» Data under study
──────────────────────────────
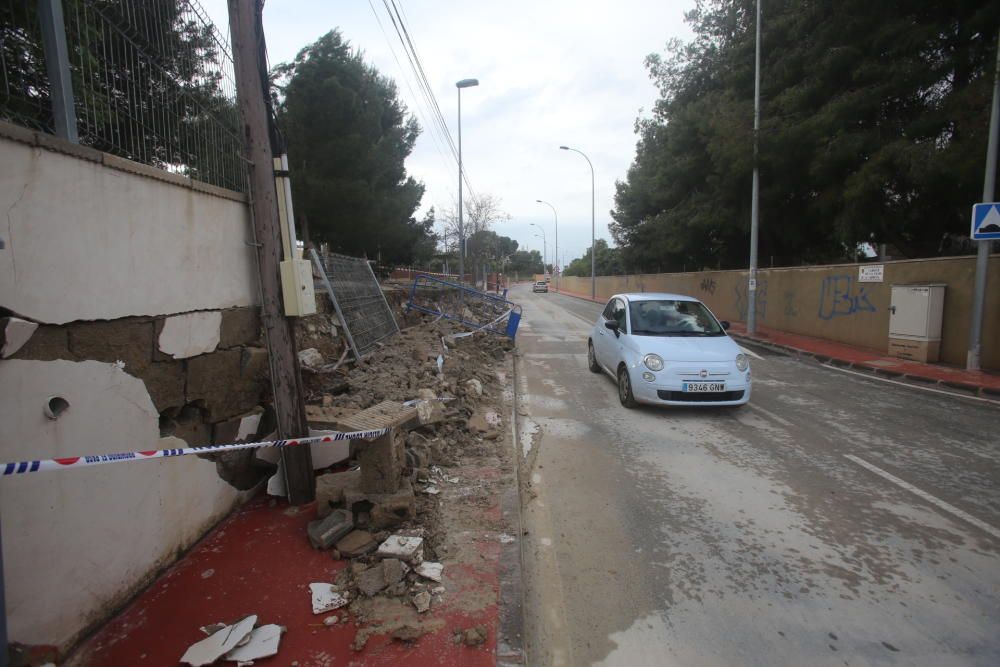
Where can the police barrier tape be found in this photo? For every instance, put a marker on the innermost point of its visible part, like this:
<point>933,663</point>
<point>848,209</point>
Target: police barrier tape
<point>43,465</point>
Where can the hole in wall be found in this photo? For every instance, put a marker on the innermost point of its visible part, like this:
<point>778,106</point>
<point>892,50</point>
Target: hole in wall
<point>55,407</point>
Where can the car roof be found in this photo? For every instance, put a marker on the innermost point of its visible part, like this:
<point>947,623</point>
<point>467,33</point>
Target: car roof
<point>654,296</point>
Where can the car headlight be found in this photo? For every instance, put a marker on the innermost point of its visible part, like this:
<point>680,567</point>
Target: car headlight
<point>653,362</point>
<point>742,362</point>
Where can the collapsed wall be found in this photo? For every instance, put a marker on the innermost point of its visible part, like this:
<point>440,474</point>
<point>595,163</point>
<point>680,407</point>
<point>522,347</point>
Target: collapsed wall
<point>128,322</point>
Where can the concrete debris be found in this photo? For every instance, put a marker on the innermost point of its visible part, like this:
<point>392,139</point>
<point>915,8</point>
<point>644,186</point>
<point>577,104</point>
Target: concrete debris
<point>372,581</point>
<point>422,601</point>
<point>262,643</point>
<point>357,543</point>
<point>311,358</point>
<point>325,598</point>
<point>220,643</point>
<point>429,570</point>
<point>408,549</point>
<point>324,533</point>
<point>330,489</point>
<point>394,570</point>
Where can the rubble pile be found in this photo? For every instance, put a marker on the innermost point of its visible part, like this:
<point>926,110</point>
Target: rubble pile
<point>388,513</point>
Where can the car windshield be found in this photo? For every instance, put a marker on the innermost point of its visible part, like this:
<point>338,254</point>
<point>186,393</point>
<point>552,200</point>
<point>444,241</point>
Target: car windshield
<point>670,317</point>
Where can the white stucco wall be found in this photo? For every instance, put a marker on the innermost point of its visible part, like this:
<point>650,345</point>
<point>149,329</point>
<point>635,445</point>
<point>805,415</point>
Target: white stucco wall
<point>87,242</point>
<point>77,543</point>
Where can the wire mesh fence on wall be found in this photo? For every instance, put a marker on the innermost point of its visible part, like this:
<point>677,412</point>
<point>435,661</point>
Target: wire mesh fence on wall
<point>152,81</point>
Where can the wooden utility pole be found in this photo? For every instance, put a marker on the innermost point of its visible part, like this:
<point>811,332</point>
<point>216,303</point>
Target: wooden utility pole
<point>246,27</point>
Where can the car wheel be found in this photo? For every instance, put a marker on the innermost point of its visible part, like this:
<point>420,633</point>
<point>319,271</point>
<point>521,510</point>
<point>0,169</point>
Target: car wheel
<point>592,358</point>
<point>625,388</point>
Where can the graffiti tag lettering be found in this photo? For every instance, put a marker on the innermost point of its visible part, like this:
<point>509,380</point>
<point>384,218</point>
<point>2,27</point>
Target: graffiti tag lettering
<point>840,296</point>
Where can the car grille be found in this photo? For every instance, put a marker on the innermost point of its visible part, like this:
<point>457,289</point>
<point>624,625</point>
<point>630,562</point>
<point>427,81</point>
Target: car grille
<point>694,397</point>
──────────────────────────────
Once the pictures are removed, output the remaining material exactly.

» Solution below
Where can the police barrier tape be found in this photo? For every instance, put a marker on the innermost point of its visible part, like this:
<point>933,663</point>
<point>848,209</point>
Target: police barrier tape
<point>43,465</point>
Where can the hole in wall be found in this photo? For every instance, put a marker on the innermost point of its visible part, like this:
<point>778,106</point>
<point>892,50</point>
Target: hole in wall
<point>55,407</point>
Where can the car roof be found in this photo? For every instance, put a marker on the innermost point of its visible part, like this:
<point>947,623</point>
<point>467,33</point>
Target: car roof
<point>654,296</point>
Where can the car headlight be found in this photo? For every instance, put a marker on the innermost point of its visible part, like this:
<point>680,567</point>
Target: car headlight
<point>653,362</point>
<point>742,362</point>
Where can the collapsed wall be found in this photo? For every instance, put a marker on the innermost point of its visible part, like this:
<point>440,474</point>
<point>595,163</point>
<point>680,407</point>
<point>522,347</point>
Target: collapsed wall
<point>128,322</point>
Where can the concrete debris be found in this photo? For every instance, put a marker on the innermost point of its visible part, like this:
<point>392,139</point>
<point>915,8</point>
<point>644,186</point>
<point>577,104</point>
Target: concrete debris
<point>372,581</point>
<point>422,601</point>
<point>262,643</point>
<point>357,543</point>
<point>311,358</point>
<point>325,598</point>
<point>220,643</point>
<point>429,570</point>
<point>408,549</point>
<point>324,533</point>
<point>330,489</point>
<point>394,570</point>
Where can the rubble pile be found in this photo? For every instance, put a marker on the innermost point of its visible part, like this:
<point>926,110</point>
Target: rubble pile
<point>388,513</point>
Where can the car windshield be found in this photo? For every instance, put a marker on the innermost point of its visible part, like this:
<point>338,254</point>
<point>186,393</point>
<point>552,200</point>
<point>444,241</point>
Target: car windshield
<point>670,317</point>
Where can the white stucco wall be found in this photo? For every instance, put a marker on the innermost point of its visible part, like this:
<point>650,345</point>
<point>149,329</point>
<point>635,445</point>
<point>805,415</point>
Target: white stucco wall
<point>87,242</point>
<point>77,543</point>
Where can the wire mesh fence on wall be found in this photo? For every instance, put a marker on the innermost point of its visible part, like this:
<point>677,412</point>
<point>435,661</point>
Target: wire mesh fence on wall
<point>152,81</point>
Where can the wooden utility pole be found in this photo? For every instance, put a marker on the innermost point of its visible part, like this:
<point>811,332</point>
<point>216,303</point>
Target: wooden utility pole
<point>246,27</point>
Where can the car wheel be found in this photo? For every instance, put a marker on the innermost point of its visible part, like this:
<point>420,633</point>
<point>319,271</point>
<point>521,510</point>
<point>0,169</point>
Target: car wheel
<point>592,358</point>
<point>625,388</point>
Where can the graffiti tag lettering be found in this photo? For every instance, put a marker on the innermost point of its visible part, like this:
<point>509,380</point>
<point>384,218</point>
<point>2,27</point>
Target: graffiti tag lettering
<point>840,296</point>
Where can the car grille be found in this photo? For every instance, put a marker on the innermost point of its visible part, like this:
<point>457,289</point>
<point>624,625</point>
<point>630,562</point>
<point>427,81</point>
Target: car grille
<point>694,397</point>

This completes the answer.